• **GIVEN TASK**:
Restate the material word for word and leave out anything that is a picture.

^^^^^^^^

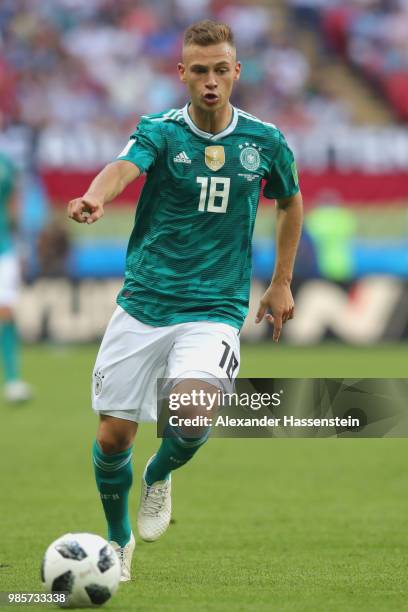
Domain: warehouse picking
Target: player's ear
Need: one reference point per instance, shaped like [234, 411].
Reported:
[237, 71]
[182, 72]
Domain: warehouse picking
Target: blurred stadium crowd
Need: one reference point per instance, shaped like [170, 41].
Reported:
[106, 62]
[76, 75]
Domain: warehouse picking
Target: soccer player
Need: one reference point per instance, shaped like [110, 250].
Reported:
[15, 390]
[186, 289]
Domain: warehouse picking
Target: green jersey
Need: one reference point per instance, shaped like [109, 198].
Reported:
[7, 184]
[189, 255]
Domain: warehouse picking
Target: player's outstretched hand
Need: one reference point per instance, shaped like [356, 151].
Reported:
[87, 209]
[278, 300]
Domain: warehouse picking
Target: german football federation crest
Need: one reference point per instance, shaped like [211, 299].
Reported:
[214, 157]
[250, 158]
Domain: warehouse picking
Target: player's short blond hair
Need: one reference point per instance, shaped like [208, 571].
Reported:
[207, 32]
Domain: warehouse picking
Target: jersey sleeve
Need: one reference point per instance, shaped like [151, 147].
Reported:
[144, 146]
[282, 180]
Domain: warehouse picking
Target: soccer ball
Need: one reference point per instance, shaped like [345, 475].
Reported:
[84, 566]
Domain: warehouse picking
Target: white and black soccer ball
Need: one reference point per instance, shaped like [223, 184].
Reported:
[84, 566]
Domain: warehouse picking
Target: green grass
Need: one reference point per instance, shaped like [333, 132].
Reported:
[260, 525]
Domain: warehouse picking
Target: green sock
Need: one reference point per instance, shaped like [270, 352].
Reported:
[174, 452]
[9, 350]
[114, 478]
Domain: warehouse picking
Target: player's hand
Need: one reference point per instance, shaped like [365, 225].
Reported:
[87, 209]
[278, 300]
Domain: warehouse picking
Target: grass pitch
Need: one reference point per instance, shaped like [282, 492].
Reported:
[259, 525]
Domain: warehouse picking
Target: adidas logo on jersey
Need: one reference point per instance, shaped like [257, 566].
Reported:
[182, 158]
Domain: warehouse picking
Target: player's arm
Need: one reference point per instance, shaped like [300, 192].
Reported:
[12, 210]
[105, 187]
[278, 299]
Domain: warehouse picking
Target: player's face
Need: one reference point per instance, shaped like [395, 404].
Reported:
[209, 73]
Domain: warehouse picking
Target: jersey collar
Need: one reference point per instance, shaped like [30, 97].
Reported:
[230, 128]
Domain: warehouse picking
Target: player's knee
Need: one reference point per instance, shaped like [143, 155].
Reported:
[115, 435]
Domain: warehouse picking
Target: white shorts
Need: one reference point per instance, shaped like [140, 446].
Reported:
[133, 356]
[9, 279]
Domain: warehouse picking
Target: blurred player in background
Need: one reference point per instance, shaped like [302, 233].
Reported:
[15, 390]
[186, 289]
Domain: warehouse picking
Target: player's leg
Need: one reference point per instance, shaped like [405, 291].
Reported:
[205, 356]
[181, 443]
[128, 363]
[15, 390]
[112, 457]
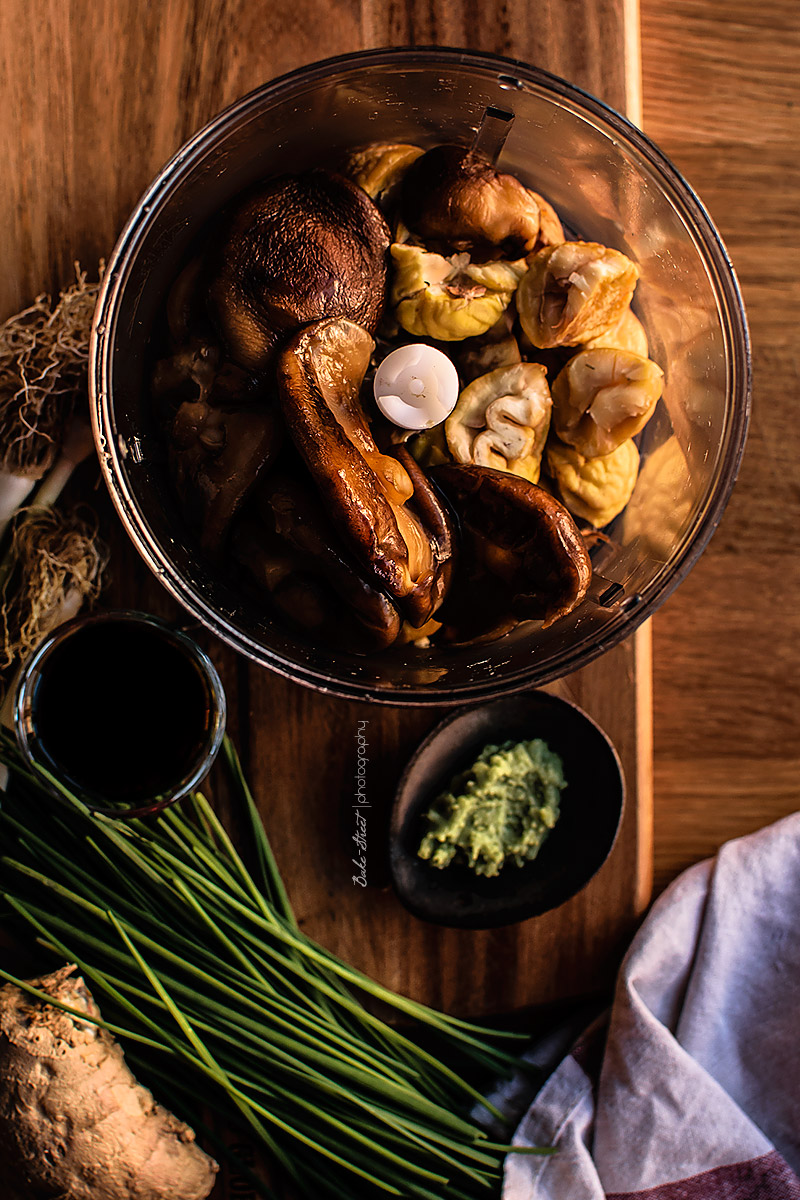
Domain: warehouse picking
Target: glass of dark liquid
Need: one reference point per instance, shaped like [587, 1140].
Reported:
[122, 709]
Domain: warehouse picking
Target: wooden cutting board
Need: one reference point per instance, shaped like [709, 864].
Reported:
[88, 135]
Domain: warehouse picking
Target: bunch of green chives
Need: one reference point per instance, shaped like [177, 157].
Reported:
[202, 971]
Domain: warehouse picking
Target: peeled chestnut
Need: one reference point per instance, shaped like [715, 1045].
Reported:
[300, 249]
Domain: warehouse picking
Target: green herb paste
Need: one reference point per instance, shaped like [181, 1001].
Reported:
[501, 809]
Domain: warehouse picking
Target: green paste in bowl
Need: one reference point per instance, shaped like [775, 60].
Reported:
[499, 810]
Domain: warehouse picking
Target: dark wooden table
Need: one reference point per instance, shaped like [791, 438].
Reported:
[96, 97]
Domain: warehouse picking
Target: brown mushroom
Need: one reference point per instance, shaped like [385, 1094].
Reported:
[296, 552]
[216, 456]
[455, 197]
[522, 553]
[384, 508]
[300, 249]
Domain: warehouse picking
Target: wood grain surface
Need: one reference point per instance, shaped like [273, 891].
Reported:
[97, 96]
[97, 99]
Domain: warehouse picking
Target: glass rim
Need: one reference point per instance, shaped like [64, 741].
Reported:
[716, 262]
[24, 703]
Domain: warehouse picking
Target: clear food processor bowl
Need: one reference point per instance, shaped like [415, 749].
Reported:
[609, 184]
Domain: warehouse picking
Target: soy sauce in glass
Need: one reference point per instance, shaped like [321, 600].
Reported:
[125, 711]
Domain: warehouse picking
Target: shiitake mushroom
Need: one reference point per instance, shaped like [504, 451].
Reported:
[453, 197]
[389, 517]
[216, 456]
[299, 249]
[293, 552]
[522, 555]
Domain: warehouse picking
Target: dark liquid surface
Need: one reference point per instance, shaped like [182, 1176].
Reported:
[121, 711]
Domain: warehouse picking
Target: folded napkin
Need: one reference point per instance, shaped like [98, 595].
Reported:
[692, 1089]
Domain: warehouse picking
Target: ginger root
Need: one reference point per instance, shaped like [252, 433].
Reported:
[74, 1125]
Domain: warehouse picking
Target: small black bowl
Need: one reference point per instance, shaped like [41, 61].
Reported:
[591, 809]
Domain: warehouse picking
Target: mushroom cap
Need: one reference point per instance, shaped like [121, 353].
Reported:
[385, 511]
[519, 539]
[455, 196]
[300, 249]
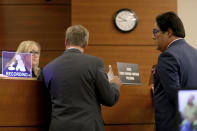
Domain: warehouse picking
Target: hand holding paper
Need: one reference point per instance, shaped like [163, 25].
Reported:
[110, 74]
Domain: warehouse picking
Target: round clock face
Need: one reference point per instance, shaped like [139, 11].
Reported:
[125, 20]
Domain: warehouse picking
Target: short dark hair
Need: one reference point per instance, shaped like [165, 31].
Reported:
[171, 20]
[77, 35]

^^^^^^^^

• **THE SOLUTION**:
Domain: warehouse picking
Target: player's ear
Need: one reference point per instance, shaped like [234, 411].
Reported:
[237, 71]
[182, 72]
Domain: warehouse picking
Target: blurred stadium crowd
Need: one reference point per instance, shaped like [170, 41].
Reported:
[106, 62]
[76, 75]
Domain: warehouse picking
Target: soccer player
Need: one reference point per instance, shaped like [110, 250].
Reported:
[15, 390]
[186, 289]
Domain: warehouse picking
Target: green jersey
Need: one reference point per instance, shaped like [109, 198].
Reported:
[7, 184]
[189, 255]
Domain: warehouse picking
Target: player's outstretched hand
Need: one reference point per instance, shaped like [356, 151].
Reported:
[87, 209]
[278, 300]
Domain: warehouse picking
Target: german football federation crest
Need: one reference point per instance, shaped like [211, 299].
Reported:
[214, 157]
[250, 158]
Domain: warehouse picking
Target: player's short blond hair
Need: one reference point per instance, shaped like [208, 571].
Reported:
[207, 32]
Domain: warehouse picking
Target: jersey sleeve
Need: one reference point per instance, shaped like [151, 147].
Reported:
[144, 146]
[282, 180]
Domain: warehouse picking
Target: soccer ball
Need: one reference point per instance, shaped like [345, 475].
Reported:
[84, 566]
Domain: warehouse picking
Target: white and black soccer ball
Need: one reference point per instance, shaped like [223, 184].
Reported:
[84, 566]
Domain: warehouse picking
Target: green grass
Need: one reference point per instance, shaped like [333, 132].
Reported:
[260, 525]
Domain: warehouse picking
Target: green sock
Need: one reference point per instance, shaped like [270, 352].
Reported:
[174, 452]
[9, 350]
[114, 478]
Domain: warehouse picking
Target: player's hand
Need: one reference point per instance, shaped like [365, 225].
Reported:
[87, 209]
[278, 300]
Domain: warehouse picking
Target: grass pitch
Need: one reference point per instance, shaped like [282, 492].
Reported:
[259, 525]
Domain: warehouse picking
Target: adidas logo on jersey
Need: one reference point per instance, shaped like [257, 566].
Reported:
[182, 158]
Domain: warehouse picking
Target: player's arm
Need: one reference point per instance, shaped like [300, 192].
Reported:
[12, 210]
[105, 187]
[278, 299]
Domain: warehouse picking
Target: player's face
Need: one reference point per instance, shaped like [395, 404].
Reported:
[209, 73]
Domain: warehouse picking
Target: jersey collar
Need: one reference point per instance, shaped like [30, 97].
Reported:
[230, 128]
Domain: warehouse picking
Target: player's knee
Need: one reference point per instance, shaped like [143, 155].
Reported:
[115, 435]
Domain: warehouse picking
Target: white shorts
Need: one reference point per instance, shaped like [140, 446].
Reported:
[133, 356]
[9, 279]
Domain: warehouse picking
Target: blurred player in background
Need: one reference point per instance, shaped like [302, 233].
Reported:
[15, 390]
[186, 289]
Domain: warehouse picking
Target: player's leg
Need: one reference point per instance, shaped like [405, 291].
Reported:
[205, 356]
[181, 443]
[128, 363]
[15, 390]
[112, 457]
Domain: warehouse picking
Target: glass of dark liquid
Need: one reference point per instance, shaped like [587, 1140].
Reported:
[122, 709]
Domain: warehouse picking
Target: wooden cutting board
Need: one reference point per instance, shaped like [709, 864].
Reported:
[88, 135]
Domain: warehouse picking
Target: bunch of green chives
Need: one reference point per instance, shaped like [177, 157].
Reported:
[202, 971]
Domain: warehouse picking
Target: peeled chestnut
Need: one reference point per instance, shaped like [715, 1045].
Reported:
[300, 249]
Domain: warehouse picking
Target: green herb paste
Need: one reference point per instance, shaped like [181, 1001].
Reported:
[501, 809]
Domain: warehouse picking
Target: green paste in bowl
Need: one reference point per instance, shaped like [775, 60].
Reported:
[499, 810]
Domain: warehouse picking
Target: dark wooden table
Need: one reference point per instance, shaped like [791, 438].
Reported:
[96, 97]
Domain: warehouse picking
Target: brown mushroom
Need: one reference point per instance, shaped like [385, 1094].
Reported:
[296, 552]
[216, 456]
[455, 197]
[522, 553]
[384, 508]
[300, 249]
Domain: warehouse picking
Target: wood grain surface
Need: one reference point per instance, shaped like [273, 891].
Reported:
[97, 96]
[97, 99]
Domain: warehouse picking
Target: glass rim
Need: one reference point per instance, shaped like [64, 741].
Reported:
[716, 262]
[24, 703]
Domain: warehouse picking
Target: clear food processor bowl
Need: one reference point per instance, shaped like [415, 749].
Reported:
[609, 184]
Domain: warehouse picking
Target: soy sauce in glass
Need: one reference point per instance, shaped like [321, 600].
Reported:
[125, 711]
Domain: warehouse picking
Target: shiitake mushroom
Need: one reference point per instance, shaped like [504, 451].
Reported:
[453, 197]
[389, 517]
[216, 456]
[299, 249]
[293, 552]
[522, 555]
Domain: warehouse picking
Target: dark liquid surface
Need: one reference point per instance, shaped like [182, 1176].
Reported:
[121, 711]
Domain: warehouse picking
Target: folded napkin
Need: one reference point per instance, shaped like [98, 595].
Reported:
[692, 1089]
Domain: warehouse picking
Target: ginger root
Need: one reference point per instance, shaped like [252, 433].
Reported:
[74, 1125]
Domain: warehouse picking
Target: small black bowl
Need: one reference point per instance, shaped like [41, 61].
Reported:
[591, 809]
Domain: warehouse picking
Target: mushroom cap
Need: one reference point per instance, shaped like [121, 353].
Reported:
[385, 511]
[519, 539]
[455, 196]
[300, 249]
Domain: warehouse picking
Target: hand holding paper
Need: one reference point per instance, shaped like [163, 25].
Reported:
[110, 74]
Domain: warehouse picking
Target: round clock face
Need: one reference point per instance, shaped like [139, 11].
Reported:
[125, 20]
Domain: warehouse picking
Target: short dark hair
Need: one reference point per instance, shaped like [165, 31].
Reported:
[171, 20]
[77, 35]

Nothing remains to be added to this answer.